[Excerpts from a dataset]
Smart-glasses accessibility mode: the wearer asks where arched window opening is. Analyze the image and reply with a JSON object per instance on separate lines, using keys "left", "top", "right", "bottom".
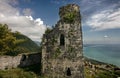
{"left": 60, "top": 34, "right": 65, "bottom": 46}
{"left": 66, "top": 68, "right": 71, "bottom": 76}
{"left": 21, "top": 54, "right": 26, "bottom": 61}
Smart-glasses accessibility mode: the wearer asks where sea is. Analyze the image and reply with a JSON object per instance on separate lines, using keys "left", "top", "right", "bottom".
{"left": 83, "top": 44, "right": 120, "bottom": 67}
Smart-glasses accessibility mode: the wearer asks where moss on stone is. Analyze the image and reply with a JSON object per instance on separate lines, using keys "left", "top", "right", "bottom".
{"left": 63, "top": 12, "right": 76, "bottom": 23}
{"left": 68, "top": 46, "right": 74, "bottom": 53}
{"left": 53, "top": 48, "right": 61, "bottom": 58}
{"left": 51, "top": 36, "right": 57, "bottom": 45}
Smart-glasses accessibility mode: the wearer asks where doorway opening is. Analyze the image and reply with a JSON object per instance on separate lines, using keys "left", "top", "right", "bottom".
{"left": 66, "top": 68, "right": 71, "bottom": 76}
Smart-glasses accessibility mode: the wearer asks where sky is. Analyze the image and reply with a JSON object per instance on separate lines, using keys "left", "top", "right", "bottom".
{"left": 0, "top": 0, "right": 120, "bottom": 44}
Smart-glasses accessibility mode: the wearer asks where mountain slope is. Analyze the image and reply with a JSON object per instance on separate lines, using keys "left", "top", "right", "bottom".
{"left": 13, "top": 32, "right": 40, "bottom": 53}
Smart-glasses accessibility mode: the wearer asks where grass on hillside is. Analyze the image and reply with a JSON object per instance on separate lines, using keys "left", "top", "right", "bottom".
{"left": 84, "top": 67, "right": 120, "bottom": 78}
{"left": 0, "top": 63, "right": 44, "bottom": 78}
{"left": 0, "top": 62, "right": 120, "bottom": 78}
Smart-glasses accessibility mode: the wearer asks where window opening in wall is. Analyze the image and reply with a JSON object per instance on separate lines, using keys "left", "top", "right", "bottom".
{"left": 66, "top": 68, "right": 71, "bottom": 76}
{"left": 60, "top": 34, "right": 65, "bottom": 46}
{"left": 21, "top": 54, "right": 26, "bottom": 61}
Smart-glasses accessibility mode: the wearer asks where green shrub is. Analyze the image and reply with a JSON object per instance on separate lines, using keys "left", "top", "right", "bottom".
{"left": 63, "top": 12, "right": 76, "bottom": 23}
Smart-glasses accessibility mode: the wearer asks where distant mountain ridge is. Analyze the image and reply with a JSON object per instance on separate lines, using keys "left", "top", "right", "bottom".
{"left": 34, "top": 41, "right": 40, "bottom": 46}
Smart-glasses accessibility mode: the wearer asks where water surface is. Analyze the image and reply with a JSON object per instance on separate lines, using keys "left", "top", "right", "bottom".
{"left": 83, "top": 44, "right": 120, "bottom": 67}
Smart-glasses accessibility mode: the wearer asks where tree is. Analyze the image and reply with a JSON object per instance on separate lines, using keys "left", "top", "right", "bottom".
{"left": 0, "top": 24, "right": 25, "bottom": 56}
{"left": 0, "top": 24, "right": 14, "bottom": 54}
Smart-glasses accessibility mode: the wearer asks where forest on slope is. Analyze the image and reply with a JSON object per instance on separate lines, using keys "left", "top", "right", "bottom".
{"left": 0, "top": 24, "right": 39, "bottom": 56}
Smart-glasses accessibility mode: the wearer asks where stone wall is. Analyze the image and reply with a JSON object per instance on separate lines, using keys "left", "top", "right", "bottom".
{"left": 42, "top": 4, "right": 84, "bottom": 78}
{"left": 0, "top": 53, "right": 40, "bottom": 70}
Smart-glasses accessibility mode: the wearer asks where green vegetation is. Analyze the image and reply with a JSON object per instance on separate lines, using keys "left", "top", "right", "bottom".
{"left": 84, "top": 67, "right": 119, "bottom": 78}
{"left": 0, "top": 68, "right": 37, "bottom": 78}
{"left": 63, "top": 12, "right": 76, "bottom": 23}
{"left": 13, "top": 32, "right": 39, "bottom": 52}
{"left": 0, "top": 24, "right": 24, "bottom": 56}
{"left": 0, "top": 64, "right": 45, "bottom": 78}
{"left": 51, "top": 36, "right": 57, "bottom": 45}
{"left": 53, "top": 48, "right": 61, "bottom": 58}
{"left": 0, "top": 24, "right": 39, "bottom": 56}
{"left": 45, "top": 28, "right": 52, "bottom": 34}
{"left": 84, "top": 57, "right": 120, "bottom": 78}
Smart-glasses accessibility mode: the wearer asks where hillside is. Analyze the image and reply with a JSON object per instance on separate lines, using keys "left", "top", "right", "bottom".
{"left": 13, "top": 32, "right": 40, "bottom": 53}
{"left": 34, "top": 41, "right": 41, "bottom": 46}
{"left": 0, "top": 24, "right": 40, "bottom": 56}
{"left": 84, "top": 57, "right": 120, "bottom": 78}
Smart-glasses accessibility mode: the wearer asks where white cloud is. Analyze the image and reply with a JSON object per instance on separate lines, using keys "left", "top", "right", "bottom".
{"left": 0, "top": 0, "right": 19, "bottom": 16}
{"left": 104, "top": 35, "right": 108, "bottom": 38}
{"left": 26, "top": 16, "right": 33, "bottom": 20}
{"left": 35, "top": 18, "right": 43, "bottom": 25}
{"left": 86, "top": 8, "right": 120, "bottom": 30}
{"left": 0, "top": 0, "right": 46, "bottom": 42}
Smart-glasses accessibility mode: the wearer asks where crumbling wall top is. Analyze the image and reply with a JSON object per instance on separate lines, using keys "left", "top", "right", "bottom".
{"left": 59, "top": 4, "right": 80, "bottom": 19}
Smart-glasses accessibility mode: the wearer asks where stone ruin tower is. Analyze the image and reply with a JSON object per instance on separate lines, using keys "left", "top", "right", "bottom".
{"left": 42, "top": 4, "right": 84, "bottom": 78}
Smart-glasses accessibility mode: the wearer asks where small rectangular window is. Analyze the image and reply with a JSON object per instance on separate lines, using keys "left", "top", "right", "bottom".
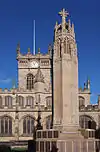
{"left": 43, "top": 131, "right": 47, "bottom": 138}
{"left": 54, "top": 131, "right": 58, "bottom": 138}
{"left": 48, "top": 131, "right": 52, "bottom": 138}
{"left": 37, "top": 131, "right": 41, "bottom": 138}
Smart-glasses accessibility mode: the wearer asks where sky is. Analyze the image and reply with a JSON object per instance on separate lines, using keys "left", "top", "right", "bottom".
{"left": 0, "top": 0, "right": 99, "bottom": 104}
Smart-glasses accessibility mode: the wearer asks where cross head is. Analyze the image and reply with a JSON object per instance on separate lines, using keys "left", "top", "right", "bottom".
{"left": 59, "top": 8, "right": 69, "bottom": 20}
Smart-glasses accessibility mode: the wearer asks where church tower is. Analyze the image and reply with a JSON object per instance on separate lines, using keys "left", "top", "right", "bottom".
{"left": 53, "top": 9, "right": 79, "bottom": 134}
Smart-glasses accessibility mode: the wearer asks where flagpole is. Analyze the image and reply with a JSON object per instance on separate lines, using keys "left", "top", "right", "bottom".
{"left": 33, "top": 20, "right": 35, "bottom": 55}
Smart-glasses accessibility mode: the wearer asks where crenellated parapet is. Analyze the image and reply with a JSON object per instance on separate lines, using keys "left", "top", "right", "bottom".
{"left": 17, "top": 51, "right": 51, "bottom": 59}
{"left": 16, "top": 43, "right": 51, "bottom": 60}
{"left": 79, "top": 104, "right": 99, "bottom": 112}
{"left": 16, "top": 46, "right": 51, "bottom": 72}
{"left": 0, "top": 86, "right": 52, "bottom": 94}
{"left": 0, "top": 88, "right": 18, "bottom": 94}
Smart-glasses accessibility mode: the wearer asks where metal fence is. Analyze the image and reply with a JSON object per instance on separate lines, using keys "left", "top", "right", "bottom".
{"left": 36, "top": 139, "right": 100, "bottom": 152}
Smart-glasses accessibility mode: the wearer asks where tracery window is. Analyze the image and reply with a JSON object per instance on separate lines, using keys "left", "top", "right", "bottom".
{"left": 27, "top": 73, "right": 34, "bottom": 90}
{"left": 0, "top": 96, "right": 2, "bottom": 108}
{"left": 18, "top": 96, "right": 24, "bottom": 107}
{"left": 26, "top": 96, "right": 34, "bottom": 107}
{"left": 5, "top": 96, "right": 12, "bottom": 108}
{"left": 23, "top": 116, "right": 34, "bottom": 135}
{"left": 46, "top": 96, "right": 52, "bottom": 107}
{"left": 79, "top": 96, "right": 85, "bottom": 107}
{"left": 0, "top": 116, "right": 12, "bottom": 136}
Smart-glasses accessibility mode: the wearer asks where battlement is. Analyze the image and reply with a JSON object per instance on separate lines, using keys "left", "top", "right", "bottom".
{"left": 16, "top": 47, "right": 52, "bottom": 72}
{"left": 0, "top": 88, "right": 18, "bottom": 94}
{"left": 79, "top": 104, "right": 99, "bottom": 112}
{"left": 17, "top": 51, "right": 51, "bottom": 60}
{"left": 16, "top": 44, "right": 52, "bottom": 60}
{"left": 78, "top": 87, "right": 90, "bottom": 94}
{"left": 0, "top": 86, "right": 52, "bottom": 94}
{"left": 0, "top": 87, "right": 28, "bottom": 94}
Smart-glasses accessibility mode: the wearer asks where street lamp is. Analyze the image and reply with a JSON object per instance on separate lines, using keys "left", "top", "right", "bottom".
{"left": 33, "top": 94, "right": 43, "bottom": 140}
{"left": 36, "top": 94, "right": 43, "bottom": 130}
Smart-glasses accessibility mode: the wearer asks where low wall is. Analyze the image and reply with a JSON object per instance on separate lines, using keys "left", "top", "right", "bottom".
{"left": 36, "top": 139, "right": 99, "bottom": 152}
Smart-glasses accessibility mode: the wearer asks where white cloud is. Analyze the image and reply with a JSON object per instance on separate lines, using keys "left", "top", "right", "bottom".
{"left": 0, "top": 78, "right": 11, "bottom": 83}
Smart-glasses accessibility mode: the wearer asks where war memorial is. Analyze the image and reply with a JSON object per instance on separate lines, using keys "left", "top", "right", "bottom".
{"left": 34, "top": 8, "right": 98, "bottom": 152}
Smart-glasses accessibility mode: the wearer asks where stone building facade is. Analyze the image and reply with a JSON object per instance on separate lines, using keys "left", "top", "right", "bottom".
{"left": 0, "top": 47, "right": 52, "bottom": 142}
{"left": 0, "top": 8, "right": 99, "bottom": 142}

[About this task] Start copying at the line that contains "Smart-glasses accessibility mode: the wearer asks where war" and stop after the last line of the records, keeping every line exactly.

[Reply to the task]
Smart-glasses accessibility mode: the wearer asks where war memorial is. Analyze the image and reply with a JSON object per instance on separate lines, using keys "left", "top", "right", "bottom".
{"left": 34, "top": 8, "right": 98, "bottom": 152}
Smart-glasses accessibility mode: the wearer asks where stone building facade is. Analyze the image and reply with a JSON object per instance on separate lines, using keys "left", "top", "right", "bottom".
{"left": 0, "top": 47, "right": 52, "bottom": 142}
{"left": 0, "top": 8, "right": 99, "bottom": 142}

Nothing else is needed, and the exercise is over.